SELECTED EXCERPT:
········

Figures 2 and 3 study the relationship between the American population and metro areas from 1930-2010. Figure 2 is an animated map of the United States representing the percentages of people who reside in metro areas (in each state) during this period. “Metro areas” is defined as cities and suburbs. Data for Alaska and Hawaii are not available in 1940 and 1950. Building on Figure 2, Figure 3 differentiates between cities and suburbs by portraying the percentages of the American population residing in urban versus suburban areas. Alaska and Hawaii are excluded.

Figure 4 again differentiates between those living in cities or suburbs, but quantifies these individuals by race. Since race and ethnicity are separate categories in the census, I employed the IPUMS-specific variables HISPAN and RACESING to first identify whether a person was Hispanic and, if not, to place them into a single race category according to IPUMS specifications. There are four primary racial categories: (1) White; (2) African-American; (3) Hispanic; and (4) Other. I selected these categories because they are well-represented within metro areas and thus presented a diverse opportunity for analysis. Alaska and Hawaii are once again excluded.

········

INFORMATION SUPPLIED:
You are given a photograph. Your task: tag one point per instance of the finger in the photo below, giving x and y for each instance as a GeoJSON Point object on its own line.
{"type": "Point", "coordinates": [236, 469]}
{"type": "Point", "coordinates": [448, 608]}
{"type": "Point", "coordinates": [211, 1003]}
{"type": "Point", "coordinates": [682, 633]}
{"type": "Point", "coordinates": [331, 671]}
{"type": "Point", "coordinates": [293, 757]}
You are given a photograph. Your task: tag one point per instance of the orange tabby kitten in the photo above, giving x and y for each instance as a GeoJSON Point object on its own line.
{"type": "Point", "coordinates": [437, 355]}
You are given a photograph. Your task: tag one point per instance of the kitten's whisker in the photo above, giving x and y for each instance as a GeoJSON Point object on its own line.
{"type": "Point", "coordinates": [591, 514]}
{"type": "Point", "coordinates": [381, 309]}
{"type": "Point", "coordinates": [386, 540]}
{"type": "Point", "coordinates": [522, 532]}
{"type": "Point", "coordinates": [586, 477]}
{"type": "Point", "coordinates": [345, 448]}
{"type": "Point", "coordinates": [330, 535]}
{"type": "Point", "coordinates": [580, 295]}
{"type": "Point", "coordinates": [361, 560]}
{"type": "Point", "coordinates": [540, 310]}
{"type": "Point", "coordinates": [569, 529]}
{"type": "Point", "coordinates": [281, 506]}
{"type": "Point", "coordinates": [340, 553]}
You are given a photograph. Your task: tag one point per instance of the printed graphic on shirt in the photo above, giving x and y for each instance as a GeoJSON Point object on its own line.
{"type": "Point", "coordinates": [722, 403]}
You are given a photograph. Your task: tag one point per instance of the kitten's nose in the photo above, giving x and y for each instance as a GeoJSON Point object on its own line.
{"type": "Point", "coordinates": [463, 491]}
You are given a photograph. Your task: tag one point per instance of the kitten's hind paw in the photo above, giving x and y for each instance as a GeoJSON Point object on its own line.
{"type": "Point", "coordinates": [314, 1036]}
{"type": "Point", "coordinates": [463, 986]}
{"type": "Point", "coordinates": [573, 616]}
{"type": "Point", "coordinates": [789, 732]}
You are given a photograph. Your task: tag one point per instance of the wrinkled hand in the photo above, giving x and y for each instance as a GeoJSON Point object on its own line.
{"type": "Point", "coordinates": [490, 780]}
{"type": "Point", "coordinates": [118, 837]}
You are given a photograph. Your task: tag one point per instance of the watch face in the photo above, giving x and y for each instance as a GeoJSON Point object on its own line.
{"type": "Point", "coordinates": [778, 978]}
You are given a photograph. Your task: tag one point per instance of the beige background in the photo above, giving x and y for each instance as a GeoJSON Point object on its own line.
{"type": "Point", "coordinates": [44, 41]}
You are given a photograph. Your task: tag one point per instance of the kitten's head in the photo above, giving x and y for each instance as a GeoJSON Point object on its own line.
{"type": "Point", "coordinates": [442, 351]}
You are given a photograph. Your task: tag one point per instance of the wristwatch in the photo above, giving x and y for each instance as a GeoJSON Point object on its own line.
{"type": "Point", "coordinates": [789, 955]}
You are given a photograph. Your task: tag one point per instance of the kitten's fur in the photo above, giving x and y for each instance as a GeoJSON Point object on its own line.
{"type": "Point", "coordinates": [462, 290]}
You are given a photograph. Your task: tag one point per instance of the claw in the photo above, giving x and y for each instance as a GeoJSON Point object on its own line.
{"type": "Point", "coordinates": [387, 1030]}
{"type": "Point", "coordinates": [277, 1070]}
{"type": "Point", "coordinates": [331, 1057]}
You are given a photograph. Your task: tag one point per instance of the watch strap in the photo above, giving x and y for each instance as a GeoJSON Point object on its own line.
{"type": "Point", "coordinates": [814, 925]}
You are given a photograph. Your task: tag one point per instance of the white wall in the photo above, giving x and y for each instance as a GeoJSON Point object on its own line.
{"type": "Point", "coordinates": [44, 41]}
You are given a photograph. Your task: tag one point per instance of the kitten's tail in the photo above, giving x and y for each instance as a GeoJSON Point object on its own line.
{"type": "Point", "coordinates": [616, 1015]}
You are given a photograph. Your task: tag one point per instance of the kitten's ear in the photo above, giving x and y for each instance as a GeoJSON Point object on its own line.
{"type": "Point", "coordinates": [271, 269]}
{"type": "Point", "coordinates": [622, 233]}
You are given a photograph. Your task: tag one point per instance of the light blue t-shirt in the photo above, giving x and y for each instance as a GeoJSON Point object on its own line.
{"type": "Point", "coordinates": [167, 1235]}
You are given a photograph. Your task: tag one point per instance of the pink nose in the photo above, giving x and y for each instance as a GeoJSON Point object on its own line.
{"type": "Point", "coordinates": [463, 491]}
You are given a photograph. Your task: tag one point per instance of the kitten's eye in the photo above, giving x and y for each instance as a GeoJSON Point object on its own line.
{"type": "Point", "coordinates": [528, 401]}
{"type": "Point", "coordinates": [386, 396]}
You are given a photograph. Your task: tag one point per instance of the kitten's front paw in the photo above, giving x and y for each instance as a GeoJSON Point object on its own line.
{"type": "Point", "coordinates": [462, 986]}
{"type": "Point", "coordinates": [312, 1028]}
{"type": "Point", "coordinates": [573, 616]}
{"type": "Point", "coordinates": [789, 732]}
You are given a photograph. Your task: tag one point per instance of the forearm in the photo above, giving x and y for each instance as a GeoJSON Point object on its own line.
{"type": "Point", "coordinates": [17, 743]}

········

GIVEN PROBLEM:
Reproduce the passage of the metro-area population text from "Figures 2 and" up to and including "Hawaii are excluded.".

SOLUTION BELOW:
Figures 2 and 3 study the relationship between the American population and metro areas from 1930-2010. Figure 2 is an animated map of the United States representing the percentages of people who reside in metro areas (in each state) during this period. “Metro areas” is defined as cities and suburbs. Data for Alaska and Hawaii are not available in 1940 and 1950. Building on Figure 2, Figure 3 differentiates between cities and suburbs by portraying the percentages of the American population residing in urban versus suburban areas. Alaska and Hawaii are excluded.